§ Materials provided:
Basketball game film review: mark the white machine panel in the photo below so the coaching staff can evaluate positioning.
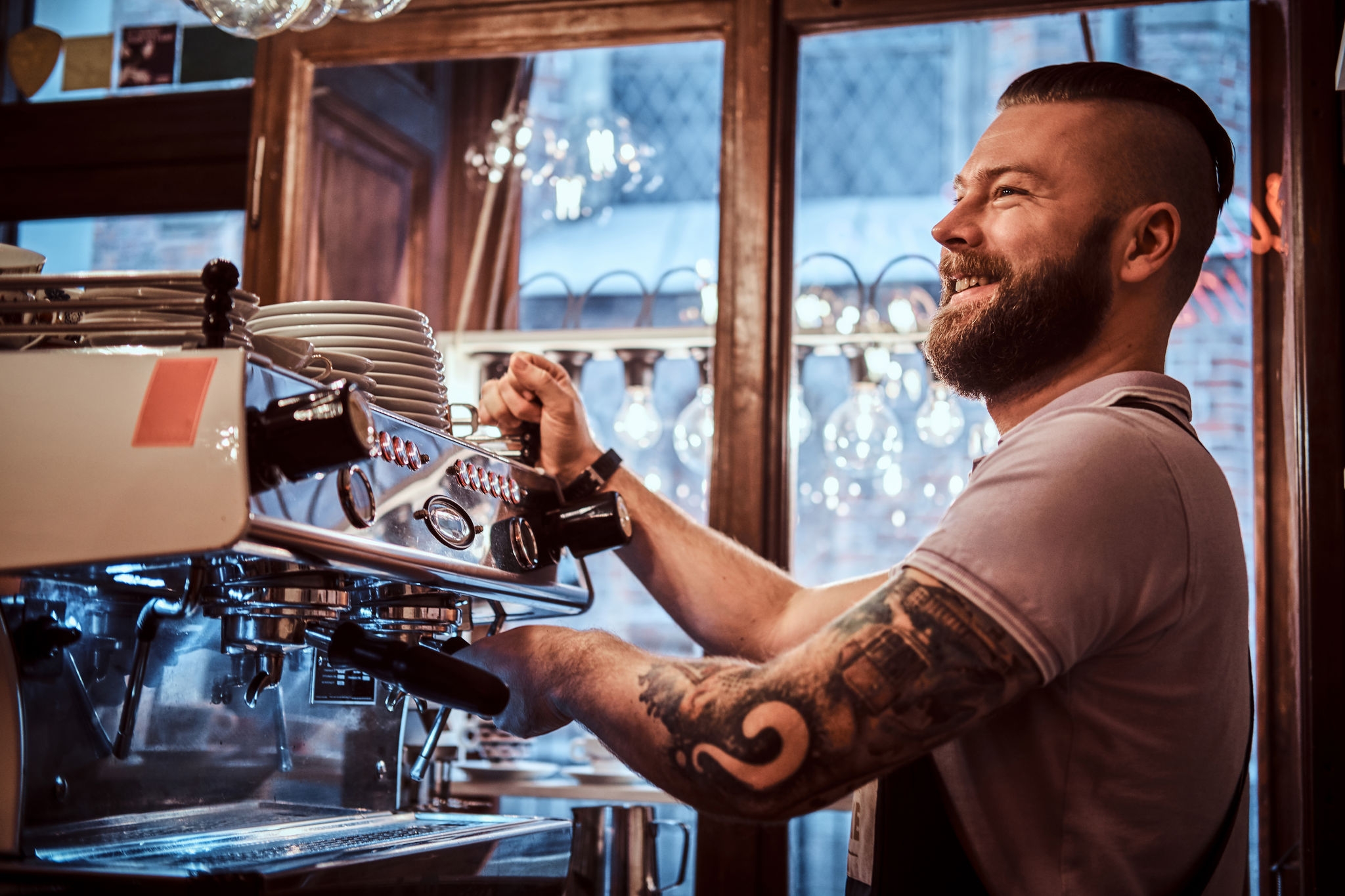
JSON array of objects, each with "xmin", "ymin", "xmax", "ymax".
[{"xmin": 0, "ymin": 348, "xmax": 249, "ymax": 570}]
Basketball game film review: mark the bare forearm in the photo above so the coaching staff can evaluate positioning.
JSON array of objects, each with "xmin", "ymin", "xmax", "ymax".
[
  {"xmin": 608, "ymin": 467, "xmax": 801, "ymax": 660},
  {"xmin": 549, "ymin": 572, "xmax": 1040, "ymax": 818}
]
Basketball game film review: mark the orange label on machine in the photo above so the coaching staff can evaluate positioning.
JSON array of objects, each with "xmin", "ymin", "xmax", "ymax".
[{"xmin": 131, "ymin": 357, "xmax": 215, "ymax": 447}]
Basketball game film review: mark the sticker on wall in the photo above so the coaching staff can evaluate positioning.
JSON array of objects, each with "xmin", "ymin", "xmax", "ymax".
[
  {"xmin": 7, "ymin": 26, "xmax": 60, "ymax": 96},
  {"xmin": 117, "ymin": 26, "xmax": 177, "ymax": 87},
  {"xmin": 60, "ymin": 33, "xmax": 112, "ymax": 90},
  {"xmin": 179, "ymin": 26, "xmax": 257, "ymax": 85}
]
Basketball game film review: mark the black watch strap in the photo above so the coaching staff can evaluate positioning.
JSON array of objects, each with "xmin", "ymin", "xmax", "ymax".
[{"xmin": 561, "ymin": 449, "xmax": 621, "ymax": 502}]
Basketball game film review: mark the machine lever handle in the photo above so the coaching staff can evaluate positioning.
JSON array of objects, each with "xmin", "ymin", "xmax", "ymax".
[{"xmin": 313, "ymin": 622, "xmax": 508, "ymax": 716}]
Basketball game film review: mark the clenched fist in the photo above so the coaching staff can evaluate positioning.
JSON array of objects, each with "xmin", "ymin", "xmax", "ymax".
[{"xmin": 480, "ymin": 352, "xmax": 603, "ymax": 485}]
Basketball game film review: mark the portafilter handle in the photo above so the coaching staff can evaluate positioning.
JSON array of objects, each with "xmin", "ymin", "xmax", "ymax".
[
  {"xmin": 410, "ymin": 635, "xmax": 468, "ymax": 780},
  {"xmin": 304, "ymin": 622, "xmax": 508, "ymax": 716}
]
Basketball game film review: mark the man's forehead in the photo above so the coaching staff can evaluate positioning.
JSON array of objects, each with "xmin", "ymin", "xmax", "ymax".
[{"xmin": 952, "ymin": 102, "xmax": 1111, "ymax": 190}]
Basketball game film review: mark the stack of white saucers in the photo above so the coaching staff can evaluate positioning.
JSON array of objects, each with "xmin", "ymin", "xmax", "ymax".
[
  {"xmin": 248, "ymin": 301, "xmax": 448, "ymax": 430},
  {"xmin": 70, "ymin": 286, "xmax": 258, "ymax": 348}
]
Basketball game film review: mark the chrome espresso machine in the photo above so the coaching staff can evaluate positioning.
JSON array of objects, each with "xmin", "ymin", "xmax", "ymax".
[{"xmin": 0, "ymin": 262, "xmax": 631, "ymax": 893}]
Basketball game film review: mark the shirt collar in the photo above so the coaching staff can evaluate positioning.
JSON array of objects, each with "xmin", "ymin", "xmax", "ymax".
[{"xmin": 1001, "ymin": 371, "xmax": 1190, "ymax": 443}]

§ Given problem:
Reproduce all of the rows above verbatim, omitting the picture.

§ Response to this task:
Basketball game film review: mark the white machine panel in the photo below so the coaching staff can evaluate positioning.
JSON array of objects, each with "xmin", "ymin", "xmax", "ymax".
[{"xmin": 0, "ymin": 348, "xmax": 249, "ymax": 570}]
Basketball game film review: mark the bare forearm in the photo above so the coaching staff can evaluate positioning.
JSON array of objects, each with "xmin", "ymin", "xmax", "ymax".
[
  {"xmin": 608, "ymin": 467, "xmax": 801, "ymax": 660},
  {"xmin": 549, "ymin": 572, "xmax": 1040, "ymax": 818}
]
Basketball game film review: mark the orange label on machine in the photo above so the coaching staff can evaluate positioning.
JSON array of objects, each with "xmin", "ymin", "xmax", "ymax".
[{"xmin": 131, "ymin": 357, "xmax": 215, "ymax": 447}]
Basketball game film review: mark the sticker on wall in the photo above so the coaching staff can evaluate positioning.
JSON array of objects, each with "xmin", "ymin", "xmax", "ymax".
[
  {"xmin": 7, "ymin": 26, "xmax": 60, "ymax": 96},
  {"xmin": 117, "ymin": 26, "xmax": 177, "ymax": 87},
  {"xmin": 60, "ymin": 33, "xmax": 112, "ymax": 90},
  {"xmin": 179, "ymin": 26, "xmax": 257, "ymax": 85}
]
Basketball game film review: mark the black watch strap in the photo above so the coaching staff can evaluate positioning.
JSON array of objects, each with "xmin", "ymin", "xmax", "ymax".
[{"xmin": 561, "ymin": 449, "xmax": 621, "ymax": 502}]
Basketball game film review: mark the machine lever handle in the photo above so the coaching staff can evaluate positioning.
JSON array of objects, each with "xmin", "ymin", "xmax", "ymax".
[{"xmin": 313, "ymin": 622, "xmax": 508, "ymax": 716}]
Basketball game film review: mark the clenched fist in the photo above so the coaching staff can evaluate positioning.
JSON array of objects, each with "xmin", "ymin", "xmax", "ymax".
[{"xmin": 480, "ymin": 352, "xmax": 603, "ymax": 485}]
Basketball game film review: mark the portafilter handle in the photo above so the coaching staff can evaluate positioning.
JSON array of objects, each with "xmin", "ymin", "xmax", "ymax".
[
  {"xmin": 410, "ymin": 635, "xmax": 468, "ymax": 780},
  {"xmin": 304, "ymin": 622, "xmax": 508, "ymax": 716}
]
Basketball game film review: mark the man's forehead in the photo above so the coaching staff can evaluate positioning.
JSON array of objects, each with "xmin", "ymin", "xmax", "ymax".
[{"xmin": 952, "ymin": 102, "xmax": 1111, "ymax": 190}]
Basketball game film review: mark the stack of white saucers in the photo above so the coaching staff can evaluate positioning.
JSON array of objects, each with "xmin", "ymin", "xmax", "ymax".
[
  {"xmin": 248, "ymin": 301, "xmax": 448, "ymax": 430},
  {"xmin": 70, "ymin": 286, "xmax": 258, "ymax": 348}
]
Basketball game film review: mark the chrome espresso machine in the photo above so the coaching staff can evaluate positioning.
JSON array of objects, each with "xmin", "ymin", "xmax", "ymax".
[{"xmin": 0, "ymin": 262, "xmax": 631, "ymax": 893}]
Basketball game film review: mark the shirt collar in the photo above so the coaching staff can evaluate positioning.
JSON array of objects, each with "xmin", "ymin", "xmax", "ymax".
[{"xmin": 1001, "ymin": 371, "xmax": 1190, "ymax": 443}]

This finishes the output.